Oui, enfin j'ai vu Maxime une seule fois et pour un bilan seulement alors je ne vous raconte même après quelques séances!!! :: 

Non, mamandeuna, la balade c'était après la photo, mais ce matin, ils avaient déjà crapahuté avec moi de 7h à 8h! ::

----------


## mamandeuna

Ah mais, certaines personnes nous ouvrent aux autres. Mais je n'ai jamais perso franchi le cap d'en parler. C'est rien vrai... :: 
Pédaler, oui oui, mais pour un chien c'est plus dur... ::

----------


## lénou

Bosco court, virevolte et se roule en pédalant dans la semoule: C'est drôle d'ailleurs car il est maladroit avec ses pattes lorsqu'il se roule sur le dos alors pour moi: "il pédale"! :: 
Pas de grève de balade ce soir après notre absence de 3 heures alors je m'y suis collée dans l'obscurité!

----------


## monloulou

Bosco est en pleine transformation de chien de troupeau en chien intellectuel sportif  :: 
Il se pose de plus en plus et les habitudes/les rituels s'installent, que des progrès bravo les loulous  ::

----------


## lénou

Merci monloulou! :: 
A quand ton propre post pour que nous ayons le plaisir de te découvrir ainsi que tes compagnons?! ::

----------


## lénou

Moi, j'ai creusé?! Non!  :: 

Petite coupe au carré!  ::

----------


## manoe

> Merci monloulou!
> A quand ton propre post pour que nous ayons le plaisir de te découvrir ainsi que tes compagnons?!


++++++1 !!!!

----------


## lénou

Finalement, malgré le soleil, nous avons renoncé à une journée à la mer ce dimanche: contrecoup de cette semaine éprouvante...
Mais, après une balade d'1h en liberté aux aurores, les deux zouaves ont ensuite profité d'une agréable randonnée d'1h30 en fin de matinée. :: 
Me voilà en forme pour travailler pour l'école cet après-midi et préparer ma période!  ::

----------


## lénou

Un vrai "ch'ti" notre Bosco maintenant!  ::

----------


## lénou



----------


## lénou

Belle année à tous!
━━━━━━━━
**Consigne:** Recopiez le passage de la discussion sur les chiens compris entre «Ah mais, certaines» et «collée dans l'obscurité!», bornes incluses, en remplaçant «balade» par «promenade».

**Exemples d'étiquetage de points:**
━━━━━━━━
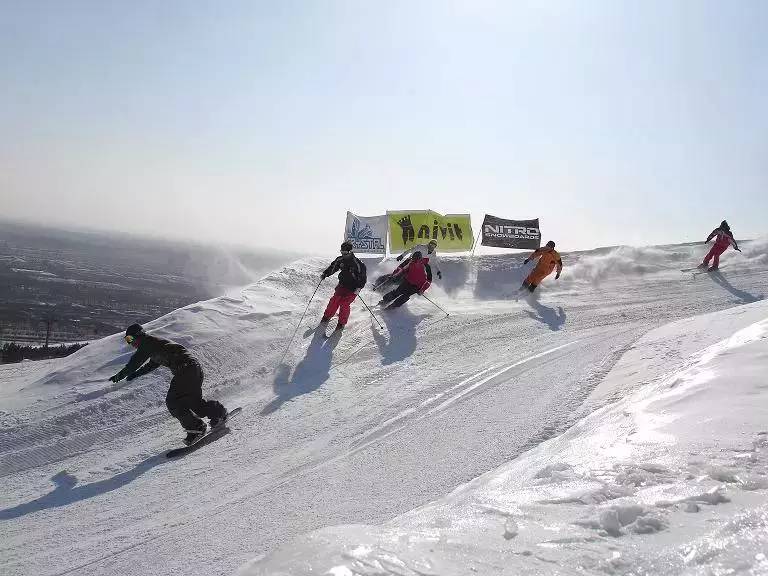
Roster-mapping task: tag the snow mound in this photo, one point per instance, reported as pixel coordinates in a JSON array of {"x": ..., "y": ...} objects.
[{"x": 637, "y": 486}]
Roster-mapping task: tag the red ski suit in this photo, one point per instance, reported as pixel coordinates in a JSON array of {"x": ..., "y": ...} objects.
[{"x": 723, "y": 239}]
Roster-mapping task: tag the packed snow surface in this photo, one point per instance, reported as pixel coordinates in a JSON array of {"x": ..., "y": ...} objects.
[{"x": 615, "y": 423}]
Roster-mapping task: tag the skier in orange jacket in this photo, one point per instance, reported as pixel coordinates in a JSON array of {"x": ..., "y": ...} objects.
[{"x": 549, "y": 259}]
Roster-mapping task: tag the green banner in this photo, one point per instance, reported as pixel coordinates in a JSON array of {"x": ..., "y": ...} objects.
[{"x": 408, "y": 228}]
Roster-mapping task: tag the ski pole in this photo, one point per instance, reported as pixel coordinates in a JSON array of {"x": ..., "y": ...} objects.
[
  {"x": 300, "y": 321},
  {"x": 435, "y": 305},
  {"x": 370, "y": 311}
]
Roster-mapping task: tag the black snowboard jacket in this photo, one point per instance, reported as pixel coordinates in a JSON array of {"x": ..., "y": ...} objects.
[
  {"x": 159, "y": 352},
  {"x": 353, "y": 273}
]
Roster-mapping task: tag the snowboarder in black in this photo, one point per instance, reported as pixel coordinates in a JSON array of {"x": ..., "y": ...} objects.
[
  {"x": 185, "y": 395},
  {"x": 352, "y": 278}
]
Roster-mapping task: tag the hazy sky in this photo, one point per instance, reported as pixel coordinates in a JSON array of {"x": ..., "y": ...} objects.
[{"x": 261, "y": 123}]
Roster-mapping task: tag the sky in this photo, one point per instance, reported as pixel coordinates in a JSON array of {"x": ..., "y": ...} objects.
[{"x": 262, "y": 123}]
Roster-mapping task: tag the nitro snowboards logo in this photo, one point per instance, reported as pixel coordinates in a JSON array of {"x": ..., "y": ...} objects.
━━━━━━━━
**Réponse attendue:**
Ah mais, certaines personnes nous ouvrent aux autres. Mais je n'ai jamais perso franchi le cap d'en parler. C'est rien vrai... :: 
Pédaler, oui oui, mais pour un chien c'est plus dur... ::

----------


## lénou

Bosco court, virevolte et se roule en pédalant dans la semoule: C'est drôle d'ailleurs car il est maladroit avec ses pattes lorsqu'il se roule sur le dos alors pour moi: "il pédale"! :: 
Pas de grève de promenade ce soir après notre absence de 3 heures alors je m'y suis collée dans l'obscurité!